**SELECTED EXTRACT:**
__________

When I'm referring to "nice guys", I'm referring to men who treat people with respect and who have a strict moral code they do not break even if it gives them personal benefits. Men who manipulate women by playing a role to come off as caring and kind while they actually don't give a **** are just ^@$$holes in disguise and by no definition applicable for the label "nice guys".

LKL wrote:
There are, for example, the very quiet, sensitive, sweet, shy men who only go out with women who come on to *them* first, the latter of which often turn out to be predators looking to take Mr. Shy for all he's worth. Mr.Shy =/= Mr. Nice Guy.


Actually, those shy guys are a subgroup of the men I refer to as nice guys because they actually tend to be nice. You seem to be making up your own definitions, possibly based on personal experiences with wolves in sheep's clothing.

LKL wrote:
This website has a bunch of essays about the type of 'nice guy' I'm talking about:
http://www.heartless-bitches.com/rants/ ... s/ng.shtml
(note that the 'heartless b*****s' moniker is sarcasm - they are no more heartless than 'nice guys' are actually nice).


What a bunch of sexist BS ! I used to be very much like the guys described in this article and this is true for most guys who are insecure and not used to women giving them any positive attention. This sort of attitude is precisely why I find it hard not to loathe most women that are out there. On one hand they complain they want to be treated as equals to men, yet on the other hand they look down upon men who are genuinely sensitive, vulnerable and insecure.

__________

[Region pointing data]

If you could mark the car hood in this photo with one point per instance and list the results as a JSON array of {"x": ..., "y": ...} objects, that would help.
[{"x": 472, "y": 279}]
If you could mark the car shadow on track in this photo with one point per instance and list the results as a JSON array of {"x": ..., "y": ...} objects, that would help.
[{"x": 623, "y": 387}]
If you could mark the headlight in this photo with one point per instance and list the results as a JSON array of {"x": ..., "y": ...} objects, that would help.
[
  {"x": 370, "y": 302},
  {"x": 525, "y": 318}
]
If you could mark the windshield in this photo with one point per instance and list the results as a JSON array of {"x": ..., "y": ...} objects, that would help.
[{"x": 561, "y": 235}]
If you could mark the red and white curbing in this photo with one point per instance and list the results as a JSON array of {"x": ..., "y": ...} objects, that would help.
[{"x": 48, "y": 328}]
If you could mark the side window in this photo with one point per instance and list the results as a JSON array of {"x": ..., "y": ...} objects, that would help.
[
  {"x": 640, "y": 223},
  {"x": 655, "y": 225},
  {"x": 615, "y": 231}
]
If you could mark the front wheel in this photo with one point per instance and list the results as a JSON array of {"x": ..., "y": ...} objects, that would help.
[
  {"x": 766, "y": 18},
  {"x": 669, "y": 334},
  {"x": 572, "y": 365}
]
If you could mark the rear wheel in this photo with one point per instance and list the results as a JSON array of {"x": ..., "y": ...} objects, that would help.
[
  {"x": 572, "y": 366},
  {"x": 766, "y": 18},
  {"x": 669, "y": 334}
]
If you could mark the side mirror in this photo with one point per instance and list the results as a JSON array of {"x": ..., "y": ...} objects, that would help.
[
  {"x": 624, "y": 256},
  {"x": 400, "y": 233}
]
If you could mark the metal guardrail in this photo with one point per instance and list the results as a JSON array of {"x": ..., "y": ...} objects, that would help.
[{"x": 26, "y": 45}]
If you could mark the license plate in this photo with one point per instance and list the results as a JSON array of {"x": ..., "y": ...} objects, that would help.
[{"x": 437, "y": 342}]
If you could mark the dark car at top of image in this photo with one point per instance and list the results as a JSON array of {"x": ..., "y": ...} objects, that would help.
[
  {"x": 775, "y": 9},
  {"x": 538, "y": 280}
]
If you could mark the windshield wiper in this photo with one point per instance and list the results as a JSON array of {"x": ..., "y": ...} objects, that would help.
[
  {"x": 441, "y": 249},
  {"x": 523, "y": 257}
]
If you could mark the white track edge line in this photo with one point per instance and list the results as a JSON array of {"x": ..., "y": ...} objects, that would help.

__________

**EXERCISE 1:** Please write out the forum post on nice guys word for word, everything from "Actually, those shy" down to "are actually nice).".
**EXERCISE 2:**
Answer these questions from the forum post on nice guys:
(a) What do the men the writer calls "nice guys" refuse to break, even for personal benefit?
(b) What does LKL say the moniker used by the linked website is?
(c) Which men does the writer call a subgroup of nice guys?

**ANSWER SPACE 1:**
Actually, those shy guys are a subgroup of the men I refer to as nice guys because they actually tend to be nice. You seem to be making up your own definitions, possibly based on personal experiences with wolves in sheep's clothing.

LKL wrote:
This website has a bunch of essays about the type of 'nice guy' I'm talking about:
http://www.heartless-bitches.com/rants/ ... s/ng.shtml
(note that the 'heartless b*****s' moniker is sarcasm - they are no more heartless than 'nice guys' are actually nice).

**ANSWER SPACE 2:**
(a) A strict moral code.
(b) Sarcasm.
(c) The shy guys.